WHAT YOU NEED TO DO: Identify every line in the listing below that contains the string "staircase", and copy each of those lines.

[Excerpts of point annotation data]
──────────────────────────────

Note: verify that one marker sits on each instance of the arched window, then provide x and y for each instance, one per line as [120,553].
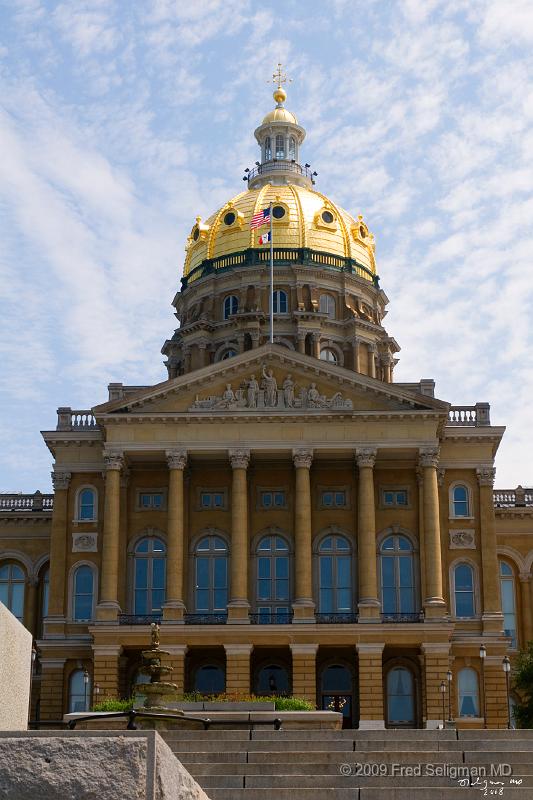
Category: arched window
[281,305]
[273,593]
[327,305]
[335,575]
[507,589]
[86,505]
[468,693]
[398,591]
[211,570]
[292,148]
[273,679]
[463,576]
[79,691]
[326,354]
[149,576]
[83,594]
[231,306]
[400,697]
[12,582]
[460,501]
[209,679]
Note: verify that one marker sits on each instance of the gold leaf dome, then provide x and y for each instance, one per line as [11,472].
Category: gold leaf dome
[304,218]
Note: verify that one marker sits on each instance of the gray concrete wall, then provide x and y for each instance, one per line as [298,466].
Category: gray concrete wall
[15,672]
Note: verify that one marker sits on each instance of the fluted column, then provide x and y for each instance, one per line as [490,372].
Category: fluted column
[303,605]
[174,607]
[434,604]
[58,551]
[239,606]
[369,605]
[492,608]
[108,608]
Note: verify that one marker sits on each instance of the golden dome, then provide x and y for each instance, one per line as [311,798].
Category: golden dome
[306,218]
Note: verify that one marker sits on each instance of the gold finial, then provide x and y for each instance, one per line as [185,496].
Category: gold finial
[279,77]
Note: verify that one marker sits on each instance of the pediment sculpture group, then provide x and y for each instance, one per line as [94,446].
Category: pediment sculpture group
[266,394]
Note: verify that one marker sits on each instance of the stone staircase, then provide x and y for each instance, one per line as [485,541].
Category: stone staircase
[356,765]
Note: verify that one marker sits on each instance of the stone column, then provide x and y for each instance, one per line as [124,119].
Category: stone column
[436,665]
[238,668]
[304,671]
[106,669]
[174,607]
[434,604]
[369,604]
[108,608]
[303,605]
[371,714]
[492,608]
[58,553]
[239,606]
[525,597]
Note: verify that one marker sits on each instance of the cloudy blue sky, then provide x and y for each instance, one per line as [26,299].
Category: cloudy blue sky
[121,120]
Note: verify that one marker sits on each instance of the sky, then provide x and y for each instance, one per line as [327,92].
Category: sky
[122,120]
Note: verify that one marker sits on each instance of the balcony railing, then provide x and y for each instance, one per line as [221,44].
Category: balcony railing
[469,416]
[273,618]
[513,498]
[26,502]
[69,419]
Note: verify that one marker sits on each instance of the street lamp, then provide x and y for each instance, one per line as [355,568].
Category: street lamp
[442,689]
[85,686]
[483,655]
[506,666]
[449,677]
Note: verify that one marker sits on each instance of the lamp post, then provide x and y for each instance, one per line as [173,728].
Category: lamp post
[442,689]
[85,686]
[482,656]
[449,677]
[506,666]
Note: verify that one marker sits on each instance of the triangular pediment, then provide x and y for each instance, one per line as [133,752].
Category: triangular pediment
[270,380]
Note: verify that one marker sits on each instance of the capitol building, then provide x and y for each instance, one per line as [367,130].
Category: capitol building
[299,521]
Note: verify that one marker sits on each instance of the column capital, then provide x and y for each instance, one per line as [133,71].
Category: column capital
[114,461]
[176,459]
[486,474]
[239,459]
[428,456]
[60,479]
[366,456]
[302,458]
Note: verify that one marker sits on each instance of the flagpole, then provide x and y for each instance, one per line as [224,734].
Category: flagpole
[271,280]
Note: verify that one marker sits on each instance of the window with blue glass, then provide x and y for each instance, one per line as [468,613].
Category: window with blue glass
[335,575]
[83,594]
[211,572]
[86,504]
[397,569]
[507,588]
[12,582]
[464,590]
[273,589]
[149,576]
[460,501]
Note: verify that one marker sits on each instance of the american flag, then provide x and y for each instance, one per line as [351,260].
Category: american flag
[260,218]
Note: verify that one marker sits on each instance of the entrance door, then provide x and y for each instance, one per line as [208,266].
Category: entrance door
[337,692]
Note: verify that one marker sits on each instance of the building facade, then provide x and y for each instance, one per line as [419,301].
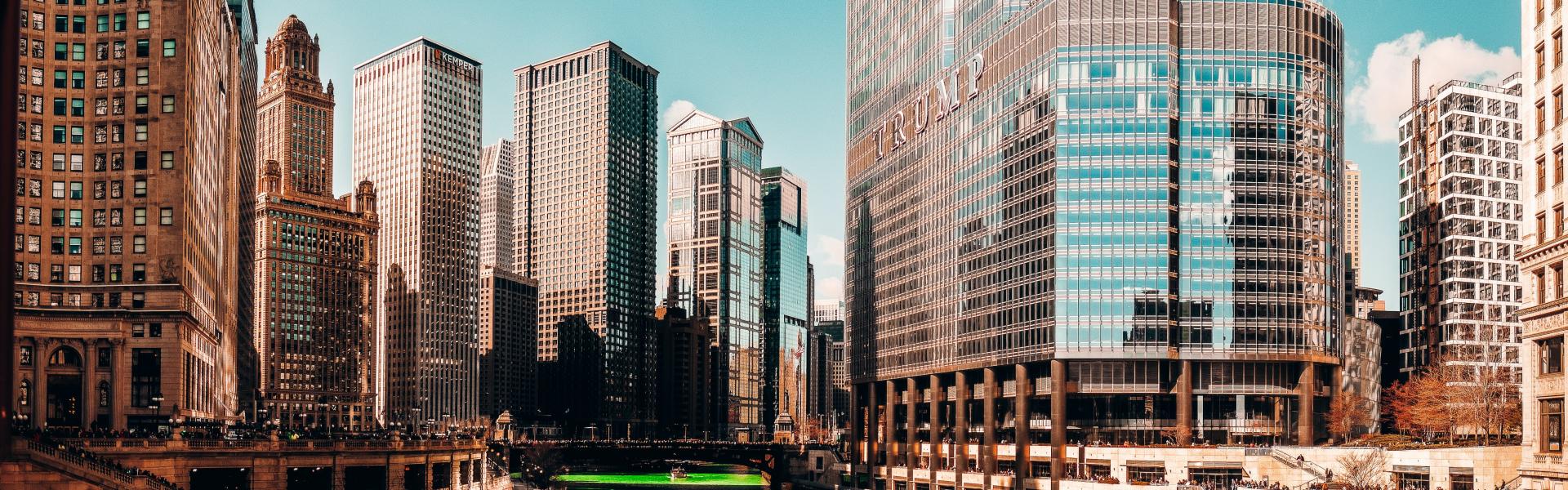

──────────────────────────────

TASK SOLUTION:
Note: verify that one marker sits on each instance of the stone staircase, then provide x and y for each instance, one per line as [485,541].
Category: stone staircase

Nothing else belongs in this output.